··· Material to process ···

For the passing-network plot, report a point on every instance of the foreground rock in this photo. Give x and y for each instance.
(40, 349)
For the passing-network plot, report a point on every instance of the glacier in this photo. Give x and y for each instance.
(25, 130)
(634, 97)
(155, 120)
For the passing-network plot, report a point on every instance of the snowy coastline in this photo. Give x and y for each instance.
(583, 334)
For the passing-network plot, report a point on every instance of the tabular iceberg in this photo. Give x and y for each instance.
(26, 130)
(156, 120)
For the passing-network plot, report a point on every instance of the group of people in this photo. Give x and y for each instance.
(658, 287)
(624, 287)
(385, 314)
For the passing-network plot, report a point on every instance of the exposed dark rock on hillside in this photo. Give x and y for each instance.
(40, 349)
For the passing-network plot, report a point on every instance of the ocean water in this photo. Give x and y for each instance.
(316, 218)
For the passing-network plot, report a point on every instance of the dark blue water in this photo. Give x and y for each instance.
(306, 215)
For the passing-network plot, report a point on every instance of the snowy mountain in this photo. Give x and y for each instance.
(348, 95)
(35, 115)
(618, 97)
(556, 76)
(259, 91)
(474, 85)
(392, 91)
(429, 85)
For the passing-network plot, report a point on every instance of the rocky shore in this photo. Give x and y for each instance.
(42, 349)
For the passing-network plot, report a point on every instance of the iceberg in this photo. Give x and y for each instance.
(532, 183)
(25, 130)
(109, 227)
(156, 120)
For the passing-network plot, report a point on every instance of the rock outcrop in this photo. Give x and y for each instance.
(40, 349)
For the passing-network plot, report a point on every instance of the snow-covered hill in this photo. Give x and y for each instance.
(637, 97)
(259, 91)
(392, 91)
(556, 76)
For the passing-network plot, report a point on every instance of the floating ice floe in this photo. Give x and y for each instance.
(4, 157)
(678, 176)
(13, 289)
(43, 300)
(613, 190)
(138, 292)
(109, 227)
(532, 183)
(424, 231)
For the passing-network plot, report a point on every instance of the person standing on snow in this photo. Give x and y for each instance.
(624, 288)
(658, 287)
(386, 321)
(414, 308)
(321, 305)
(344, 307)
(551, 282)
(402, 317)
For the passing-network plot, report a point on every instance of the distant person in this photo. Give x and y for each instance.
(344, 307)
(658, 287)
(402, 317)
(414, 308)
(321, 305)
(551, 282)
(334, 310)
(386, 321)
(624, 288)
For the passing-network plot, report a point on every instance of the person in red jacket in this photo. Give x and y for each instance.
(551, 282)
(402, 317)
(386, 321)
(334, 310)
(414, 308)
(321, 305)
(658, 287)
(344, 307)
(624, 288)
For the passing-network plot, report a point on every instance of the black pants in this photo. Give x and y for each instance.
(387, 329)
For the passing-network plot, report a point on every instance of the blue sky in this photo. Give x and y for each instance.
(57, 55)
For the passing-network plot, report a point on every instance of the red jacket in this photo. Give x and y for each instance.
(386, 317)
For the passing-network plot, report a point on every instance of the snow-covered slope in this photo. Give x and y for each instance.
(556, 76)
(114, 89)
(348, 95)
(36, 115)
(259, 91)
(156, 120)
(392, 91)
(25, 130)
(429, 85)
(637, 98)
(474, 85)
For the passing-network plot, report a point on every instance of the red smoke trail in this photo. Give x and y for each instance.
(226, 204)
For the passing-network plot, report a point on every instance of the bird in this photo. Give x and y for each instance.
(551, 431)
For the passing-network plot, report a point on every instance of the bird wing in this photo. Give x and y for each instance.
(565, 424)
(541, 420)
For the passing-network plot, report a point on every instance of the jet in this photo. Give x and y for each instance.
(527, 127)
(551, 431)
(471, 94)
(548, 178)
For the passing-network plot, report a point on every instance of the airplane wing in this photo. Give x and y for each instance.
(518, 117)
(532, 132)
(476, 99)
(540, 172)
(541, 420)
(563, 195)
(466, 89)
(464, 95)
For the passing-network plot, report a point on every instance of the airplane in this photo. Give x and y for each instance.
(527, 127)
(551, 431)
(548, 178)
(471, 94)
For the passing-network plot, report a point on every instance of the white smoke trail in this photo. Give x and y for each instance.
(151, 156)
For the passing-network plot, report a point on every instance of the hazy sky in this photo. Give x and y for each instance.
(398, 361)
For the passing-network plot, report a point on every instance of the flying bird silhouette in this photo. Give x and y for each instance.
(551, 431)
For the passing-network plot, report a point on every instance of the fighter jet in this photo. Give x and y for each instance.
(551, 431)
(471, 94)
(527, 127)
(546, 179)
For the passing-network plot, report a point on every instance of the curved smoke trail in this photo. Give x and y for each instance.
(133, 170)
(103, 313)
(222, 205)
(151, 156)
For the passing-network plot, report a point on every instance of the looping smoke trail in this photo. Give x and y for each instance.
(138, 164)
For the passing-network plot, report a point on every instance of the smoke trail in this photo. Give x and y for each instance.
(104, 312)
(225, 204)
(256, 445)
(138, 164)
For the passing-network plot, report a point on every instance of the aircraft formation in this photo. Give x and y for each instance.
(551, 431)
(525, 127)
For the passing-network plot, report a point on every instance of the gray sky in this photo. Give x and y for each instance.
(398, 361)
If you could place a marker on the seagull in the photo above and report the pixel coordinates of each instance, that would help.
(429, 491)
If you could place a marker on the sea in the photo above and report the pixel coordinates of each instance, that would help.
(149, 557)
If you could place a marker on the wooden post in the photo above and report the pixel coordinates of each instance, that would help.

···

- _Aim_: Rewrite the records from the line that contains "of the curved" through the end of the records, requests included, and give only those lines. Multiply every x and y coordinate in the answers by 2.05, rounding each result to a whole number with halves rounded up.

- _Answer below_:
For the passing-network plot, report a point on every instance of the curved smoke trail in this photo. Give x and y for each instance.
(273, 349)
(211, 642)
(455, 420)
(310, 320)
For the passing-network plot, report a point on every instance of the looping smoke trail in this photo. Give x and y for each instance.
(283, 336)
For the passing-network plot, report a point on every instance of the smoke trail in this photo. Give x and y for each instance.
(213, 640)
(461, 418)
(525, 912)
(283, 336)
For the passing-network plot, report a point on every instance of the aircraft formation in this photo. Give x and y for each instance.
(1130, 884)
(1076, 260)
For the passing-network plot, report a point on every instance of the gray sky in this photo. Give x and y for each instance.
(816, 740)
If you could place a marker on the seagull in the photo above and report the pixel coordinates of each instance, that would help.
(879, 1007)
If you could place a marker on the sea in the photo above and report the pixel coordinates of each instance, that would help.
(305, 1142)
If you could place a marker on the wooden post in the photo above and report the pixel coordinates of each instance, that would help.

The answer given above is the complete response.